YOUR ASSIGNMENT. Reproduce the listing that follows, unchanged and complete.

EXERCISE DATA.
————

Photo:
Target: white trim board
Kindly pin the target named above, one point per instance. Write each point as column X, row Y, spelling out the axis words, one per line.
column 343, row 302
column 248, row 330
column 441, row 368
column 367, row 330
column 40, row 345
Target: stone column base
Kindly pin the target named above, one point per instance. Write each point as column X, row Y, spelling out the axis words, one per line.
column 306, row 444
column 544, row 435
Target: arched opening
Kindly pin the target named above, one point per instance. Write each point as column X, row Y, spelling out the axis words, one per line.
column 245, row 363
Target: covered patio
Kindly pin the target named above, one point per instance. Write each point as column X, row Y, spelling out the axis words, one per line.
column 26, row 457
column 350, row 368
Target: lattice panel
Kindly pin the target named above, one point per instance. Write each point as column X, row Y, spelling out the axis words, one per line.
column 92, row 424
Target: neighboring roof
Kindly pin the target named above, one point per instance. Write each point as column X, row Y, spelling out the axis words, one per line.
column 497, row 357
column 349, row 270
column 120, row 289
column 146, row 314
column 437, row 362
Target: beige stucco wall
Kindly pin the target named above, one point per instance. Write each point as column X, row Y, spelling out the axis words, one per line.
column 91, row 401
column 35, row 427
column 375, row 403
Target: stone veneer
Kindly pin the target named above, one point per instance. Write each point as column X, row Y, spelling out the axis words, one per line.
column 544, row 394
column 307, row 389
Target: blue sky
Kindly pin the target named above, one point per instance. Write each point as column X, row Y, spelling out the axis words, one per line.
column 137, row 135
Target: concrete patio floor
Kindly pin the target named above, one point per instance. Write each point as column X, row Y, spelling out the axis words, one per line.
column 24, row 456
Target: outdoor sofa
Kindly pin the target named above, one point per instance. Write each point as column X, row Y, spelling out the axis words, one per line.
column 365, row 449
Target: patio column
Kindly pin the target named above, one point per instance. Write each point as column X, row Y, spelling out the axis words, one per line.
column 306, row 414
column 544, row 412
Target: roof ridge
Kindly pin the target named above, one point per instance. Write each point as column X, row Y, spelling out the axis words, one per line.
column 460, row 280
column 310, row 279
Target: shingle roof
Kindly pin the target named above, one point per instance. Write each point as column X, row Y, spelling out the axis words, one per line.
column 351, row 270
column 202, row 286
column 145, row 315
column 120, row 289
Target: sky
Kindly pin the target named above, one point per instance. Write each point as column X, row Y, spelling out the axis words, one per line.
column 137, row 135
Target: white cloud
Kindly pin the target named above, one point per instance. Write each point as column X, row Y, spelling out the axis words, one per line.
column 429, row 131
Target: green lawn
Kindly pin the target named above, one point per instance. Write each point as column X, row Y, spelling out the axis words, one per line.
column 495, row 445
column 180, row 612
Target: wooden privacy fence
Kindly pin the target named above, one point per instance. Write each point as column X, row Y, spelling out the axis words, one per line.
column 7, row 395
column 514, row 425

————

RESULT OF THIS TASK.
Photo:
Target: white trim board
Kindly pin the target named above, one point per instance. Write each point as column X, row Y, spelling out the axis words, one per line.
column 343, row 302
column 248, row 330
column 441, row 368
column 367, row 330
column 40, row 345
Target: stone column base
Kindly pin the target named above, one point per instance. Write each point as column X, row Y, spelling out the axis words, one per line.
column 306, row 444
column 544, row 435
Target: arched opening
Kindly pin the target named above, one point per instance. Write each point as column X, row Y, spelling out the axis words, one per line.
column 245, row 363
Target: covered patio
Kindly pin the target named above, one point per instance. Write each point as column X, row Y, spelling out the axis words, one per line.
column 26, row 457
column 350, row 368
Target: lattice panel
Kindly pin the target named above, one point per instance. Write each point as column X, row Y, spelling out the axis words, one per line.
column 92, row 424
Target: neighboring roof
Kindly pin the target named above, one point per instance. Write each point as column X, row Y, spelling out the axis words, one per line.
column 497, row 357
column 349, row 270
column 120, row 289
column 146, row 314
column 437, row 362
Target: beige stucco wall
Kindly pin the target named above, one point per instance. Write each point as column X, row Y, spelling out the axis words, one per line.
column 91, row 401
column 35, row 427
column 375, row 403
Target: stone veneer
Kindly pin the target named above, one point per instance. Write each point as column X, row Y, spelling out the axis words, one per line.
column 544, row 394
column 307, row 389
Target: blue sky
Kindly pin the target named above, one point per instance. Write each point as column X, row Y, spelling out the axis words, one per line.
column 137, row 135
Target: concrete patio floor
Kindly pin the target named above, one point per instance. Write each point as column X, row Y, spelling out the axis words, one per line.
column 24, row 456
Target: outdoor sofa
Kindly pin the target named above, one point per instance. Write each point as column X, row Y, spelling out the axis words, one per line.
column 365, row 449
Target: patio column
Kindly pin the target named above, one point per instance. Write each point as column X, row Y, spelling out the axis words, one per line.
column 306, row 414
column 544, row 412
Target: roof ridge
Kindly pin the target named above, one point per instance. Write each point as column X, row Y, spelling out the axis words, one per line.
column 460, row 280
column 310, row 279
Target: shingle roof
Kindly pin the target named above, one point per instance. Write each point as column X, row Y, spelling out the axis words, one per line.
column 351, row 270
column 202, row 286
column 145, row 315
column 120, row 289
Target: sky
Kindly pin the target named above, one point per instance. Write each point as column X, row Y, spelling out the axis words, one per line.
column 137, row 135
Target: white cloud
Kindly pin the target named above, one point per instance. Write each point as column X, row Y, spelling out the axis words, one per line.
column 429, row 131
Target: green lawn
Kindly pin the target named above, one point per instance. Write each point as column X, row Y, spelling out the axis words, one per line.
column 495, row 445
column 180, row 612
Target: wooden privacy fence
Kindly pin the target named above, one point per instance. Write each point as column X, row Y, spelling out the axis words, one per line.
column 7, row 395
column 514, row 425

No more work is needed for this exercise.